** start of SOURCE PASSAGE **
How can I prove that $f'(x)=1+\left[f(x)\right]^2$ has no solution over $\mathbb{R}$ without solving the equation explicitly?
One can often estimate the existence interval by solving a simpler differential equation and obtaining a lower bound for the solution.
In your case: Assume that $f$ solves the differential equation on the interval $[a, b]$ with $f(a) > 0$ (the case $f(a) < 0$ can be handled similarly). Then $f$ is strictly positive on the interval, and $$ f'(x) = 1 + f(x)^2 > f(x)^2 $$ which implies that $$ b - a < \int_a^b \frac{f'(x)}{f(x)^2} \, dx = \frac{1}{f(a)} - \frac{1}{f(b)} < \frac{1}{f(a)} $$ and shows that $b$ cannot be arbitrarily large.
** end of SOURCE PASSAGE **
** start of DATA EXCERPTS **
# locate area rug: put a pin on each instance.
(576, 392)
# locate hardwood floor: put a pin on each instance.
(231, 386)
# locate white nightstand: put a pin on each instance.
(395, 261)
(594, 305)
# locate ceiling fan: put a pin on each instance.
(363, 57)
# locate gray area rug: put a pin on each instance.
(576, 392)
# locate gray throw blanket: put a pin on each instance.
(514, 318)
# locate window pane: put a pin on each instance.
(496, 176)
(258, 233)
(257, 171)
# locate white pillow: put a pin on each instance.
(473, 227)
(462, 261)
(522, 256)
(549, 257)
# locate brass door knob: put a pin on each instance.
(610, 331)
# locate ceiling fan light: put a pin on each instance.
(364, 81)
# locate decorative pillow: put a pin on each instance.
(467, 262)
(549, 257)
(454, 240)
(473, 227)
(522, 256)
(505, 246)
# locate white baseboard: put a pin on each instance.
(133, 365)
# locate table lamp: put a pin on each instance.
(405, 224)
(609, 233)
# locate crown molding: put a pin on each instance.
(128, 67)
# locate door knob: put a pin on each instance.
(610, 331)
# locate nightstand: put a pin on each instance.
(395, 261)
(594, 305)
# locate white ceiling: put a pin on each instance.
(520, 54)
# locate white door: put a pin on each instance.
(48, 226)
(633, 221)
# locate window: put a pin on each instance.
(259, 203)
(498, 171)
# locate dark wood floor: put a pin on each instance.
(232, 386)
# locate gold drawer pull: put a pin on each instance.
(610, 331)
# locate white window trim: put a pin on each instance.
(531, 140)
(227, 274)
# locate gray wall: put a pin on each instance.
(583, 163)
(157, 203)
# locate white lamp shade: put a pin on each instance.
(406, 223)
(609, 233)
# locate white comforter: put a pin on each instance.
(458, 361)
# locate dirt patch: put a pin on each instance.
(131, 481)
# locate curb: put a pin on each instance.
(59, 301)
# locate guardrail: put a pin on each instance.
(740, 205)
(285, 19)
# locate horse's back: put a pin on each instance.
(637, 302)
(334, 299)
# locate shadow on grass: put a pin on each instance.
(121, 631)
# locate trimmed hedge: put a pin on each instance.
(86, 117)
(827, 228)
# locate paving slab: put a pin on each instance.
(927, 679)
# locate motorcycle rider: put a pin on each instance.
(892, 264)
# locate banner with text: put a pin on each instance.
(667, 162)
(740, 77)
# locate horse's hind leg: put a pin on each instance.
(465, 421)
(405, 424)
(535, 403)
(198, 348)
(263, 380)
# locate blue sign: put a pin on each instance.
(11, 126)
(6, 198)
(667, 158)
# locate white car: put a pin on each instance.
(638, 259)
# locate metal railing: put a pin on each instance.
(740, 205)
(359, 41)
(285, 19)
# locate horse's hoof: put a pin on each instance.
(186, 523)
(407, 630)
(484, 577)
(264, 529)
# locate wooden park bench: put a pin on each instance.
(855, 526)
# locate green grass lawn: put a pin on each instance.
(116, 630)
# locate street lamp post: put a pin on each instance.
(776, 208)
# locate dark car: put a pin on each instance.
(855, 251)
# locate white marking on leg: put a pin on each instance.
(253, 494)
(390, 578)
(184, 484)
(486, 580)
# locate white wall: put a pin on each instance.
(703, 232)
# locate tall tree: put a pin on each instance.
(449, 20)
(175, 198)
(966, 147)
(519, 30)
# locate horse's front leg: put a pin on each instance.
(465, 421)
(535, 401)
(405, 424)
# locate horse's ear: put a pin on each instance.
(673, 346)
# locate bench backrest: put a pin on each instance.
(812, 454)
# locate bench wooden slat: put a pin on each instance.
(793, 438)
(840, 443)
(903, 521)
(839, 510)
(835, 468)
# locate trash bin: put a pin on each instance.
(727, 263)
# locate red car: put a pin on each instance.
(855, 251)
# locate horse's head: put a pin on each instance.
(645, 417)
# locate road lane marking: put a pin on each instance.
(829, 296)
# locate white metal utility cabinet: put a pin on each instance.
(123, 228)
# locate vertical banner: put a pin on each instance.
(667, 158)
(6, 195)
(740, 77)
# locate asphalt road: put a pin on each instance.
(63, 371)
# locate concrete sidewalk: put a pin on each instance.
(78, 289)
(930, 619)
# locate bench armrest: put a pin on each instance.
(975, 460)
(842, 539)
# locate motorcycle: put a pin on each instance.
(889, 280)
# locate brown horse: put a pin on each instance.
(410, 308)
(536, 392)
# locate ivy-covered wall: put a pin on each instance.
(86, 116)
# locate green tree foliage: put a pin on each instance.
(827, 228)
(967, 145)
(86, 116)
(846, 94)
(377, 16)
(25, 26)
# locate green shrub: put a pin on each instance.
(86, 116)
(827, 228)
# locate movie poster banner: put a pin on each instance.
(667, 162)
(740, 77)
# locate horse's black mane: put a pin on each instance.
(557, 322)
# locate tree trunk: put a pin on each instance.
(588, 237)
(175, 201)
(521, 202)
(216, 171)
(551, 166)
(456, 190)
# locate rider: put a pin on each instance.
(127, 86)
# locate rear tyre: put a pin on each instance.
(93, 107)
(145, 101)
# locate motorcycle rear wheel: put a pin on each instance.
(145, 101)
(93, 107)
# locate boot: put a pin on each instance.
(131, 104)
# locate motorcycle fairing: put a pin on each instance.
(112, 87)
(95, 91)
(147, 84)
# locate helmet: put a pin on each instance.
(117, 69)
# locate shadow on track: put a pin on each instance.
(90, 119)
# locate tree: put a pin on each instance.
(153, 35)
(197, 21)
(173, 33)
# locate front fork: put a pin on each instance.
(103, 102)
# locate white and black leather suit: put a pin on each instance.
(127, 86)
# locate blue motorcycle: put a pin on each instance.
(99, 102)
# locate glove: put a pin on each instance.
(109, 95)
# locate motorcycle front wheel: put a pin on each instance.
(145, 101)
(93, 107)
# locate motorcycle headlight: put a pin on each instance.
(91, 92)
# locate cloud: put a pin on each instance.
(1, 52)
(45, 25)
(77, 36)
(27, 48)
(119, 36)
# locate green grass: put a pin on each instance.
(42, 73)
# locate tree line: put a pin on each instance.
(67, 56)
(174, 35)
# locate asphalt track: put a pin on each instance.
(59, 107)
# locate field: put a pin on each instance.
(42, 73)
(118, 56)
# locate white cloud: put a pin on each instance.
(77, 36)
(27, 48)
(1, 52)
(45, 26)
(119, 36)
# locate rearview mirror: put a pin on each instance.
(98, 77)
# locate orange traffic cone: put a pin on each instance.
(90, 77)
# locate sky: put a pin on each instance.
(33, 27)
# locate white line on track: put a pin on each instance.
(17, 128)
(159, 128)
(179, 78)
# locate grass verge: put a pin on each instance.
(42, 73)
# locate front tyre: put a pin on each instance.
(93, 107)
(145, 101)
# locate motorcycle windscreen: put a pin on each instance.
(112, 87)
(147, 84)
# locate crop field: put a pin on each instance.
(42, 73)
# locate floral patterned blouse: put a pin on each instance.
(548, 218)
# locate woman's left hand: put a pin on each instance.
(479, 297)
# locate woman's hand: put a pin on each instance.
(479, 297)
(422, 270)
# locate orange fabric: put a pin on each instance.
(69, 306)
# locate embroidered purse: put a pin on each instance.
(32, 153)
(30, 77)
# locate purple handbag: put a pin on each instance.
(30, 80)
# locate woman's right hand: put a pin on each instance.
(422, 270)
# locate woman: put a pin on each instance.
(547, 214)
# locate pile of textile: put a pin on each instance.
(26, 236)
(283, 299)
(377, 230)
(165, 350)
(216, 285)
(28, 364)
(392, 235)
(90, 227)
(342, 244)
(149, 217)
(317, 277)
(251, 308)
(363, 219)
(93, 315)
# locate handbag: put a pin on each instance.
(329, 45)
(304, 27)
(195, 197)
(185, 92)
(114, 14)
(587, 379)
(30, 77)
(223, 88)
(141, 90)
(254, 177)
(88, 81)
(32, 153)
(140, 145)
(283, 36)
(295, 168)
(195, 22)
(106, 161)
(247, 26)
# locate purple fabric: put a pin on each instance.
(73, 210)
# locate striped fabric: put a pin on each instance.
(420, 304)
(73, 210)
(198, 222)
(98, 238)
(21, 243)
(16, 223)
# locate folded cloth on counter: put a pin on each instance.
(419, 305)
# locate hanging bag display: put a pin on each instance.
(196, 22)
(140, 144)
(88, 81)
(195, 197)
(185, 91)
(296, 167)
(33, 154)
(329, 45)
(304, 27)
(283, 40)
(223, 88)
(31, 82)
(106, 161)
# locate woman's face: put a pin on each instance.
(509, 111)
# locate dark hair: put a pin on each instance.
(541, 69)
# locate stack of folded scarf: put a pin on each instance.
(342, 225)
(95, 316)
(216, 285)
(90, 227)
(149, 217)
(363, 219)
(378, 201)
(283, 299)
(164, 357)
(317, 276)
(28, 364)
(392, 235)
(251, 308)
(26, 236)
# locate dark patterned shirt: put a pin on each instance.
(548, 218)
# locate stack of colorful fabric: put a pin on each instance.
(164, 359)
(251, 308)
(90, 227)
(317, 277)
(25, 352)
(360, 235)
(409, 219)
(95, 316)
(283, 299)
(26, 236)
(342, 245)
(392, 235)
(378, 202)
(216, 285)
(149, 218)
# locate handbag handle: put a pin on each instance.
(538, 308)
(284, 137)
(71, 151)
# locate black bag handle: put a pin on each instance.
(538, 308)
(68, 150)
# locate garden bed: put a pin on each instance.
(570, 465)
** end of DATA EXCERPTS **
- TASK SET
[A] Retype the passage on the differential equation word for word, beginning at the words that contain "How can I prove" and stopping after "for the solution.".
[B] Decide whether each statement agrees with the passage on the differential equation, answering yes or no and quoting the deciding words from the passage: (i) The argument assumes that f solves the equation on the interval [a, b] with f(a) > 0. (ii) The case f(a) < 0 is said to require an entirely different method. (iii) The argument concludes that b cannot be arbitrarily large.
[C] Proceed with the passage on the differential equation f'(x) = 1 + [f(x)]^2, picking up right after its final sentence.
The listing is not required for any of this work.

- RESPONSES IN ORDER
[A]
How can I prove that $f'(x)=1+\left[f(x)\right]^2$ has no solution over $\mathbb{R}$ without solving the equation explicitly?
One can often estimate the existence interval by solving a simpler differential equation and obtaining a lower bound for the solution.

[B]
(i) Yes: "Assume that $f$ solves the differential equation on the interval $[a, b]$ with $f(a) > 0$"
(ii) No: "the case $f(a) < 0$ can be handled similarly"
(iii) Yes: "shows that $b$ cannot be arbitrarily large"

[C]
More concretely: Let $f$ be the solution with $f(0) = 0$. Then $f'(x) \ge 1$ for $x \ge 0$ so that $f(1) \ge 1$. Applying the above with $a=1$ shows that $$ b < 1 + \frac{1}{f(1)} \le 2 \, , $$ i.e. no solution exists on the interval $[0, 2]$.
Suppose $y(x)$ is an everywhere differentiable function which satisfies the differential equation $y'=1+y^2$.
Our goal is to derive a contradiction (without explicitly solving the ODE).
From $y'=1+y^2$, it follows that $y'\ge 1$ for all $x\in\mathbb{R}$, hence $y$ is increasing.
If $y$ is bounded above, then since $y$ is increasing, we would have $$ \lim_{x\to\infty}y'(x)=0 $$ contrary to $y'\ge 1$ for all $x\in\mathbb{R}$.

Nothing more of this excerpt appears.